**Task description:**
Please lay out all of the lines below as a JSON list of strings, one string per line, skipping blank lines. Leave the pictures out of the answer.

.....

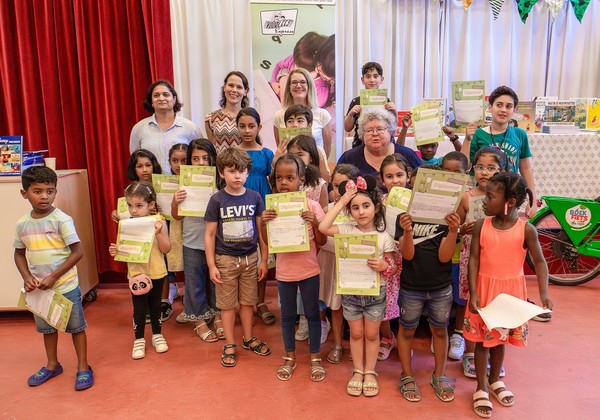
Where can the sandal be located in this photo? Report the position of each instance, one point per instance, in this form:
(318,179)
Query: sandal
(335,354)
(405,389)
(267,316)
(257,349)
(439,389)
(386,346)
(501,395)
(85,379)
(232,356)
(317,370)
(43,375)
(219,330)
(481,399)
(208,336)
(468,361)
(354,388)
(373,385)
(286,369)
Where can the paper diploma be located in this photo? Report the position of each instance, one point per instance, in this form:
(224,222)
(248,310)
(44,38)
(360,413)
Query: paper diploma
(288,232)
(165,187)
(373,97)
(135,238)
(199,183)
(397,203)
(354,277)
(507,311)
(435,194)
(426,123)
(53,307)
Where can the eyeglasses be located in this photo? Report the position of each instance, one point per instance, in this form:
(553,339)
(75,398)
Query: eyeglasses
(489,169)
(378,130)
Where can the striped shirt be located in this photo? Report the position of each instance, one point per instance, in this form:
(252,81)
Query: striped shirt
(47,243)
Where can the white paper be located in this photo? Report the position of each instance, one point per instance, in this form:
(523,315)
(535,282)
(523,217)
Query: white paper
(356,274)
(39,300)
(287,231)
(507,311)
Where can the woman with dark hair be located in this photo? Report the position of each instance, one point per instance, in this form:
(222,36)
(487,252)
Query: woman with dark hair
(164,128)
(221,127)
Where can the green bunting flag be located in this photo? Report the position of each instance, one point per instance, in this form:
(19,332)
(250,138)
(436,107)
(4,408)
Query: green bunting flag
(496,6)
(525,7)
(579,7)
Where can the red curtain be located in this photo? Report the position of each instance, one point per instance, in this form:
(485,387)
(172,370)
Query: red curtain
(73,75)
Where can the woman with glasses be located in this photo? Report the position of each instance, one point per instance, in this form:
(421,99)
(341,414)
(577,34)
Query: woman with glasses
(300,89)
(375,127)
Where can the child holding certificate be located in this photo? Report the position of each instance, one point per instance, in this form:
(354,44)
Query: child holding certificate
(298,270)
(364,313)
(326,258)
(233,216)
(426,284)
(46,250)
(507,235)
(394,172)
(141,200)
(199,296)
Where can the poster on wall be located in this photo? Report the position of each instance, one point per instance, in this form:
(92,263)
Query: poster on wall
(287,35)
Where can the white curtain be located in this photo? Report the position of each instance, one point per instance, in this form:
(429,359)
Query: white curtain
(423,46)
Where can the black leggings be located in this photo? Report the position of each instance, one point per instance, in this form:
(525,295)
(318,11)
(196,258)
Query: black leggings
(148,301)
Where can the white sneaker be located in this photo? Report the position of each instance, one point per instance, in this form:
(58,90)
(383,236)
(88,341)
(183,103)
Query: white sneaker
(173,292)
(457,347)
(325,328)
(159,343)
(302,332)
(139,349)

.....

**Response:**
[
  "Where can the sandal be located in this photo? Report the position of each instance, one point per instance, in this form:",
  "(318,179)",
  "Query: sandal",
  "(335,354)",
  "(405,389)",
  "(267,316)",
  "(257,349)",
  "(439,389)",
  "(386,346)",
  "(501,395)",
  "(85,379)",
  "(232,356)",
  "(317,370)",
  "(43,375)",
  "(219,330)",
  "(481,399)",
  "(208,336)",
  "(468,361)",
  "(354,388)",
  "(373,385)",
  "(286,369)",
  "Where can the paper diploma be located in this photo? Report the position of each instance, one point per instance, in this form:",
  "(224,222)",
  "(248,310)",
  "(44,38)",
  "(360,413)",
  "Query: paper diploma",
  "(288,232)",
  "(165,187)",
  "(373,97)",
  "(135,238)",
  "(199,183)",
  "(397,203)",
  "(354,277)",
  "(507,311)",
  "(435,194)",
  "(426,123)",
  "(53,307)",
  "Where can the eyeglasses be located in this photo? Report the position of each instance, one point per instance, in this form:",
  "(553,339)",
  "(75,398)",
  "Query: eyeglasses",
  "(489,169)",
  "(378,130)",
  "Where can the striped shirt be located in this photo? Report the position of each instance, one point per instance, in this form:",
  "(252,81)",
  "Query: striped shirt",
  "(47,243)",
  "Where can the white paper be located in this photo? Report the position of each instance, one point per instance, in this form:",
  "(523,315)",
  "(535,282)",
  "(523,217)",
  "Query: white paper",
  "(356,274)",
  "(39,300)",
  "(287,231)",
  "(507,311)",
  "Where can the woman with dark hair be located in this photo? Report the position of each instance, one point per instance, in this form:",
  "(222,36)",
  "(487,252)",
  "Query: woman with dark hair",
  "(164,128)",
  "(221,127)",
  "Where can the green bunting flag be located in this photo? Report the position of each instance, one point per instance, in this form:",
  "(19,332)",
  "(250,138)",
  "(436,107)",
  "(4,408)",
  "Query: green bunting flag",
  "(496,6)",
  "(525,7)",
  "(579,7)",
  "Where can the red curtain be located in this photo? Report the position of each instance, one point per instance, in this form:",
  "(485,387)",
  "(172,370)",
  "Query: red curtain",
  "(73,75)",
  "Where can the woman with glasses be located in this photo? Report the position of each instance, one point per instance, in this form:",
  "(421,99)",
  "(341,414)",
  "(577,34)",
  "Query: woman with glasses",
  "(300,89)",
  "(375,127)",
  "Where can the child holding certificate be located in this photo? Report the position of each instance, one point per instance, in this form:",
  "(354,44)",
  "Query: child holding certificate",
  "(298,270)",
  "(364,313)",
  "(326,258)",
  "(233,216)",
  "(426,284)",
  "(46,250)",
  "(507,235)",
  "(394,172)",
  "(141,200)",
  "(199,296)",
  "Where can the poster on wall be located in this photo? Report the position of each instance, one point per instance, in this form:",
  "(92,263)",
  "Query: poster on wall",
  "(287,35)",
  "Where can the white curtain be located in this photo? Report the position of each instance, one point per instance, in this form:",
  "(429,359)",
  "Query: white curtain",
  "(423,46)",
  "Where can the black leggings be located in this photo? Report the position of each instance, one point per instance, in this form:",
  "(525,295)",
  "(318,11)",
  "(196,258)",
  "Query: black leggings",
  "(148,301)",
  "Where can the white sneaker be located in this photo? Report the position of each instance, one point per instance, in this form:",
  "(58,90)",
  "(383,236)",
  "(88,341)",
  "(183,103)",
  "Query: white sneaker",
  "(173,292)",
  "(457,347)",
  "(325,328)",
  "(159,343)",
  "(302,332)",
  "(139,349)"
]